Set of tasks:
a: In the documentation on hard example data selection, what is the default value of algo_hard_threshold?
b: Repeat everything in the hard example data selection documentation from "train_data_path" down to "for example, obs://obs_bucket_name/folder_name/v001.manifest.".
c: Finish out the next part of the hard example data selection documentation, picking up after its last sentence.

Document:
+ + +

Updated on 2023-09-06 GMT+08:00

Data Selection (Hard Examples)

Algorithm Overview

In actual service scenarios, model maintenance is a long-term process. For example, data retraining is performed weekly or monthly, or periodic retraining is required when data accumulates to a certain volume. Full-data retraining often consumes a large amount of labeling manpower and training time. To improve the model maintenance efficiency, hard examples-based retraining can be adopted.

A hard example filtering algorithm is used to analyze and filter full data and output only a small amount of valuable data for model maintenance. In this case, retraining with the filtered data effectively reduces the labeling manpower and training time.

Multiple methods are integrated in the hard example filtering algorithm. To achieve the optimal effect, you need to select some or all methods and adjust their weights based on your needs.

Parameters

Parameter

Mandatory

Default Value

Description

source_service

Y

inference

Preset data source of a hard example filtering task. Only inference is supported. The parameter value cannot be changed.

filter_func

Y

comprehensive_mining

Set the hard example filtering algorithm to comprehensive_mining. The parameter value cannot be changed.

checkpoint_path

Y

/home/work/user-job-dir/data_filter/resnet_v1_50

Model directory used for feature extraction. Only pre-trained resnet_v1_50 model based on ImageNet is supported. The parameter value cannot be changed.

model_serving_url

N

None

Inference model path, that is, the output path of a training job. This model is used for inference after data augmentation in the aug_consistent_mining algorithm.

Enter an existing OBS directory, for example, obs://obs_bucket_name/folder_name/.

train_data_path

N

None

Training dataset, which is the training data used by the model_serving_url model. The manifest file generated by the dataset version needs to be entered.

Enter an existing OBS directory, for example, obs://obs_bucket_name/folder_name/v001.manifest.

comprehensive_algo_config

N

clustering_mining:0.2020+aug_consistent_mining:0.4265+feature_distribution_mining:0.0451+sequential_mining:0.425+image_similarity_mining:0.0949+predict_score_mining:0.3900+anomaly_detection_mining:0.2020

Algorithm and its weight. By default, the optimal parameter after the system experiment is used. You can also configure this parameter with different data.

Example: predict_score_mining:0.3900+anomaly_detection_mining:0.2020

algo_hard_threshold

N

0.1

Threshold of the filtering coefficient. The value ranges from 0 to 1.

If the threshold is set too high, the output result may be 0. Set this parameter to a proper value.

+ + +

Provided data:
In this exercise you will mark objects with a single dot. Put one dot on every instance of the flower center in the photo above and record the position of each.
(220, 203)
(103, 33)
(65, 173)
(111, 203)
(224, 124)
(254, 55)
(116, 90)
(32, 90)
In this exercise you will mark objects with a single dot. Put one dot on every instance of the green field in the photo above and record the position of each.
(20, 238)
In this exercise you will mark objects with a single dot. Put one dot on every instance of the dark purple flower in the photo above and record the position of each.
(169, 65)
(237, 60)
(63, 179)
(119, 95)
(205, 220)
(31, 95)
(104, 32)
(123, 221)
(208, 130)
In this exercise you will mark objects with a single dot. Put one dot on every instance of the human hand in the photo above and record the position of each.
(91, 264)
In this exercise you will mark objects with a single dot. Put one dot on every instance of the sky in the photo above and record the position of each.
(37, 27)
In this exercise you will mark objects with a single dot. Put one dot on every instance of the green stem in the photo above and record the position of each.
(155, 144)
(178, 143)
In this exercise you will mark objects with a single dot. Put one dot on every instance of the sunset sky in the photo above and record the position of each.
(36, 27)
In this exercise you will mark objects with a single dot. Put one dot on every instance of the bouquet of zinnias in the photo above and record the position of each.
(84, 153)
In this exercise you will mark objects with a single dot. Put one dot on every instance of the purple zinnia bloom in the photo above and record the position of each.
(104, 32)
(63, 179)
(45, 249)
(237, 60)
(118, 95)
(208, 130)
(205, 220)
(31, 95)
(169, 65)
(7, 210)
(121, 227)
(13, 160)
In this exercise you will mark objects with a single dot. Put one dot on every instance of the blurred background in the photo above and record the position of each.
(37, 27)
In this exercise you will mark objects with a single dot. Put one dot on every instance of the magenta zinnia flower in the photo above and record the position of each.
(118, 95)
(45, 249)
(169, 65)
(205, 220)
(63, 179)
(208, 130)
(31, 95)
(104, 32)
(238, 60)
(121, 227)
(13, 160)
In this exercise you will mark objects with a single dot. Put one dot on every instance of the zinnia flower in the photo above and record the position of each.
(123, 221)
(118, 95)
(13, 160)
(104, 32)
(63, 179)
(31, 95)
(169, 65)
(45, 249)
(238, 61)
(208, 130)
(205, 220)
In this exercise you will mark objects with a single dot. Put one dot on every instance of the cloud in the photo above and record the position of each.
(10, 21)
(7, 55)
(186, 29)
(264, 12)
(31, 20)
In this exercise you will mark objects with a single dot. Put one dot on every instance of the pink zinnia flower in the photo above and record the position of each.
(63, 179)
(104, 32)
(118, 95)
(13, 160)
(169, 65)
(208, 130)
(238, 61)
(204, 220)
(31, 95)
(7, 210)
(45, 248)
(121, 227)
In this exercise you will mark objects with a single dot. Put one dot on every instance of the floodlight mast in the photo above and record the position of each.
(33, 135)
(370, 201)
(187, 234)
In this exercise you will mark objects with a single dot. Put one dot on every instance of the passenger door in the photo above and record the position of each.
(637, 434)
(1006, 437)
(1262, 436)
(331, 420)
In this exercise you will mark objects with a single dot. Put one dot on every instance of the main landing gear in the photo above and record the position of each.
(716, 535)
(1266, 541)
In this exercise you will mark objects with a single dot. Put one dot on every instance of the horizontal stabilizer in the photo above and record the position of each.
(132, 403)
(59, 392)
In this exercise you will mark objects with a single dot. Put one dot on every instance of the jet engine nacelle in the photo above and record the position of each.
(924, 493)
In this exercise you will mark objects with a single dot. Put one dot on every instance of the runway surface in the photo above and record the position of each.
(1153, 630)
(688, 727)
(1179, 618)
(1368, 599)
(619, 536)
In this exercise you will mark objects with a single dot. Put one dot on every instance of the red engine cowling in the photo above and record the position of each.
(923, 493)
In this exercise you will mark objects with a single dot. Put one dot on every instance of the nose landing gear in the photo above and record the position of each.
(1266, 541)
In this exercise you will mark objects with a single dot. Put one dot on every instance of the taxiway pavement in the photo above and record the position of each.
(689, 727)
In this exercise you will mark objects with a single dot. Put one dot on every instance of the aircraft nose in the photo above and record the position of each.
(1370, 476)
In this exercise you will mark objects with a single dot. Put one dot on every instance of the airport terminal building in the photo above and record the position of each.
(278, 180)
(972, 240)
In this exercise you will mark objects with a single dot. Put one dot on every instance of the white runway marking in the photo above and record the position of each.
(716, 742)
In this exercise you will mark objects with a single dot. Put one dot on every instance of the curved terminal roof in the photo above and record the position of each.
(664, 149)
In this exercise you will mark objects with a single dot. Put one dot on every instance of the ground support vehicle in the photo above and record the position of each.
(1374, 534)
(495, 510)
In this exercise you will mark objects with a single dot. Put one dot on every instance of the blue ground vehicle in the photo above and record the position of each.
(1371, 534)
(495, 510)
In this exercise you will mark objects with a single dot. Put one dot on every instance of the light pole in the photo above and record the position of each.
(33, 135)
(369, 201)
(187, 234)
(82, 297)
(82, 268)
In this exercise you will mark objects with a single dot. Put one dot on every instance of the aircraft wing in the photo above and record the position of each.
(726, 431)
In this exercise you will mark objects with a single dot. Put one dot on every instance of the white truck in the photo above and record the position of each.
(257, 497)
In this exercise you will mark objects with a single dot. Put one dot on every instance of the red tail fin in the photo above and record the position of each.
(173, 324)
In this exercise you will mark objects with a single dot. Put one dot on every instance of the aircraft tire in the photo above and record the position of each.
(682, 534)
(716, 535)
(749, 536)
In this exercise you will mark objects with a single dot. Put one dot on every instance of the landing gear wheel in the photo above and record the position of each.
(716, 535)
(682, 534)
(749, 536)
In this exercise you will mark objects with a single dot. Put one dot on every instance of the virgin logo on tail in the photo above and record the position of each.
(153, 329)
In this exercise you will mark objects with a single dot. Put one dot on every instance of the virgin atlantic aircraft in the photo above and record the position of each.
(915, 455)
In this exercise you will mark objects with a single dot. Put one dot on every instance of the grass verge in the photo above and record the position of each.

+ + +

Answers to the problems:
a: 0.1

b:
train_data_path

N

None

Training dataset, which is the training data used by the model_serving_url model. The manifest file generated by the dataset version needs to be entered.

Enter an existing OBS directory, for example, obs://obs_bucket_name/folder_name/v001.manifest.

c:
aug_op_config

N

crop:0.1+fliplr:0.1+gaussianblur:0.1

Data augmentation method used in the aug_consistent_mining algorithm. The value can be crop, fliplr, gaussianblur, flipud, scale, translate, shear, superpixels, sharpen, add, or invert.

feature_op_config

N

image_aspect_ratio:0.5+image_brightness:1.0+image_saturation:0.5+image_resolution:0.5+image_colorfulness:0.5+ambiguity:1.0+bbox_num:1.0+bbox_iou:1.0+bbox_std:0.5+bbox_bright:0.5+bbox_ambiguity:0.5+bbox_aspect_ratio:1.0+bbox_area_ratio:0.5+bbox_edge_value:0.5

Feature defined in the feature_distribution_mining algorithm. The weight can be modified.

score_threshold_up

N

0.6

Maximum confidence value defined in the predict_score_mining algorithm. The value ranges from 0 to 1.

score_threshold_low

N

0.3

Minimum confidence value defined in the predict_score_mining algorithm. The value ranges from 0 to 1.

margin

N

0.8

Top 2 confidence difference. If the difference is greater than this parameter value, this sample is a hard example. The value ranges from 0 to 1. The default value is 0.8.

similarity_sample_ratio

N

1.0

Similarity ratio in the image_similarity_mining algorithm. The value ranges from 0 to 1. The default value is 1.0.

task_summary_file

N

None

Log output path and log file of the algorithm simplification. Enter an existing OBS directory that starts with obs://. The file name can be custom.

Example: obs://obs_bucket_name/folder_name/xxx.log

output_dataset_type

N

manifest

The options are as follows:

  • directory: outputs the raw image and label to the Data folder in the result directory.
  • manifest: only outputs the manifest file.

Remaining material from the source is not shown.